[ABOUT THIS TASK] Your task is to repeat the listing exactly.
☆ ☆ ☆ ☆
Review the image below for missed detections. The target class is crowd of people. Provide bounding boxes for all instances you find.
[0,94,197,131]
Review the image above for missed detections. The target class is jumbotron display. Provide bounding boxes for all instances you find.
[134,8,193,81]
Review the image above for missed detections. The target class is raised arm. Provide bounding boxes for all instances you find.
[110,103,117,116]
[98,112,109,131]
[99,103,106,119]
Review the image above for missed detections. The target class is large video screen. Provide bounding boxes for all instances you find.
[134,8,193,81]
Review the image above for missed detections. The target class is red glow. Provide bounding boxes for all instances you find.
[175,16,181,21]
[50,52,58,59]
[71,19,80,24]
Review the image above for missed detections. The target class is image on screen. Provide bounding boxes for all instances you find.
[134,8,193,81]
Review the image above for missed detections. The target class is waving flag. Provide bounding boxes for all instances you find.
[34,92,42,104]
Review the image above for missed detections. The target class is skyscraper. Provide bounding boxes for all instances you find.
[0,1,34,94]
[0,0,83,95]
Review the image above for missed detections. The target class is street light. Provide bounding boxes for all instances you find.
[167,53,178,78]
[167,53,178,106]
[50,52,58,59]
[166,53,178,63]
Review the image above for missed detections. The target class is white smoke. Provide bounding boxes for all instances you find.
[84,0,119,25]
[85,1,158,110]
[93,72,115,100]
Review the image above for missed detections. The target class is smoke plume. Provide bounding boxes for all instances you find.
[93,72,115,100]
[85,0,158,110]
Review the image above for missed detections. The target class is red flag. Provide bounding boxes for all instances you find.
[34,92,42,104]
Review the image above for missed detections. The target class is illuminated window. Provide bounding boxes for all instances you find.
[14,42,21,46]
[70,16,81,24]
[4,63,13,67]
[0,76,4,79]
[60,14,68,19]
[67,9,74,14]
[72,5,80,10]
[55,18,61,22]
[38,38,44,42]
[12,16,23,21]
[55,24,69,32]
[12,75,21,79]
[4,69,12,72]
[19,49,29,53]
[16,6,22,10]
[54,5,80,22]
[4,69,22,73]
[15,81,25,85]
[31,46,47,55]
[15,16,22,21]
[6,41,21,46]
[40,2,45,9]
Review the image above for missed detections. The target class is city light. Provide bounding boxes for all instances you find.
☆ ☆ ☆ ☆
[RESULT FOR THIS TASK]
Review the image below for missed detections. The target class is crowd of people. Provide bounding boxes for all instances you find.
[0,94,197,131]
Review the image above for missed detections. The target class is jumbotron display. Provide bounding boxes for all instances you find.
[134,8,193,81]
Review the image above for missed detections. The target class is raised arm. Provide bounding boxes for all instances you find.
[110,103,117,116]
[98,112,109,131]
[99,103,106,119]
Review the image above for missed detections. The target class is large video screen. Provide bounding boxes for all instances you find.
[134,8,193,81]
Review the image above for missed detections. The target class is red glow. Provide bounding boxes for all instances you find.
[175,16,181,21]
[50,52,58,59]
[71,19,80,24]
Review the image above for missed detections. The target class is image on screen. Provide bounding boxes for all instances you find.
[134,8,193,81]
Review the image above for missed detections. The target class is waving flag. Provide bounding boxes for all instances you find.
[34,92,42,104]
Review the image above for missed detections. The target class is skyscraper. Provide bounding boxes for all instances you find.
[0,1,34,94]
[0,0,83,95]
Review the image above for missed detections. The target class is street light. Provide bounding boxes for all instances you find.
[167,53,178,78]
[167,53,178,106]
[50,52,58,59]
[166,53,178,63]
Review the image above for missed detections. The target class is white smoke. Provide bounding boxes for all instances you find.
[84,0,119,25]
[85,1,158,110]
[93,72,115,100]
Review the image above for missed detections. The target class is smoke plume. Provide bounding boxes for all instances you find.
[93,72,115,100]
[85,0,158,110]
Review the image above for missed detections. The target class is red flag. Provide bounding boxes for all instances you find.
[34,92,42,104]
Review the image above for missed detections. The target class is illuminated window. Provide bounding boxes for all instances you find.
[14,42,21,46]
[70,16,81,24]
[4,63,13,67]
[0,76,4,79]
[60,14,68,19]
[67,9,74,14]
[72,5,80,10]
[55,18,61,22]
[38,38,44,42]
[12,16,23,21]
[55,24,69,32]
[12,75,21,79]
[4,69,12,72]
[19,49,29,53]
[16,6,22,10]
[54,5,80,22]
[4,69,22,73]
[15,81,25,85]
[31,46,47,55]
[15,16,22,21]
[6,41,21,46]
[40,2,45,9]
Review the image above for missed detections. The target class is city light. Provide bounding boxes for all instances you find.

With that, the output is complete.